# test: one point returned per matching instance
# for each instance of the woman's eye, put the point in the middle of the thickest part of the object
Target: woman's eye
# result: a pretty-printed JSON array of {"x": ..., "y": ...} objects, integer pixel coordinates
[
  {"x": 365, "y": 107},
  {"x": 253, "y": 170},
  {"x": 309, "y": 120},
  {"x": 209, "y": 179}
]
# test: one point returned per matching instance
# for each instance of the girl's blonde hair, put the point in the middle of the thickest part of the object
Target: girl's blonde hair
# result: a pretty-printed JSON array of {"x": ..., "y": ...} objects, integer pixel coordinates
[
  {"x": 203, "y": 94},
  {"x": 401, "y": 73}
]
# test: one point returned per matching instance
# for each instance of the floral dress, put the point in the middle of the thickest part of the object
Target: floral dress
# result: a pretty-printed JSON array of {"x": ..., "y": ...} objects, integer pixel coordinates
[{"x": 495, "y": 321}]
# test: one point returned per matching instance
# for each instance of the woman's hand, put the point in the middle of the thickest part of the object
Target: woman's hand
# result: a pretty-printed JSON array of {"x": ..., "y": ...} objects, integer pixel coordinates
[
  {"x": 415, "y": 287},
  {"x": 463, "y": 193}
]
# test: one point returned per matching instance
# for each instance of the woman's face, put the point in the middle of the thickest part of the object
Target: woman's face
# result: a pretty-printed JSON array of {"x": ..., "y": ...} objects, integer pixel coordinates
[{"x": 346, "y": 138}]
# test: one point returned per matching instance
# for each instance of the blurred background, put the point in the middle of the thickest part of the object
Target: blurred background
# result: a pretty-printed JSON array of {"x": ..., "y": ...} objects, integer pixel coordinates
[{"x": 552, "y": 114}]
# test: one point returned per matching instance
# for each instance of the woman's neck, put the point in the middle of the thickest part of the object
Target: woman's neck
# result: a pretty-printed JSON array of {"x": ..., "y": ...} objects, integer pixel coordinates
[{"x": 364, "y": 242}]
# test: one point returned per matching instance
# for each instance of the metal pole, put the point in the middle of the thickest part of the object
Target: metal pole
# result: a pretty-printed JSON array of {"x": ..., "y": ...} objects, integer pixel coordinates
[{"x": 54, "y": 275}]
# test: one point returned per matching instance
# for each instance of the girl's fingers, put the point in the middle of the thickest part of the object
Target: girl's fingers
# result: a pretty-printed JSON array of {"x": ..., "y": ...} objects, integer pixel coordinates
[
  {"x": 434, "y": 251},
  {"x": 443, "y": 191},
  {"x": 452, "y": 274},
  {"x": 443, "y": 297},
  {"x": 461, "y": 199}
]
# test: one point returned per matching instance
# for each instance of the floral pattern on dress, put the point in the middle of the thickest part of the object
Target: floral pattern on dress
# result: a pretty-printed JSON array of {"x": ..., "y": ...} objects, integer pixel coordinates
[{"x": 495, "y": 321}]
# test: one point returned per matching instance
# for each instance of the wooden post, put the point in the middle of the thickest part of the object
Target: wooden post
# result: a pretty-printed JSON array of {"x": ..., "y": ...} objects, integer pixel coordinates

★ ★ ★ ★

» WORK TO COMPLETE
Restate word for word the lines in the material above from the one with "# for each instance of the floral pattern" to the one with "# for each instance of the wooden"; both of those lines count, and nothing else does.

» ANSWER TO THIS EXERCISE
# for each instance of the floral pattern on dress, put the point in the middle of the thickest part of the object
Target: floral pattern on dress
# result: a pretty-printed JSON array of {"x": ..., "y": ...} objects, integer pixel coordinates
[{"x": 495, "y": 321}]
# test: one point returned per matching instance
# for each instance of the wooden post, put the point in the middle of the thickest part of the object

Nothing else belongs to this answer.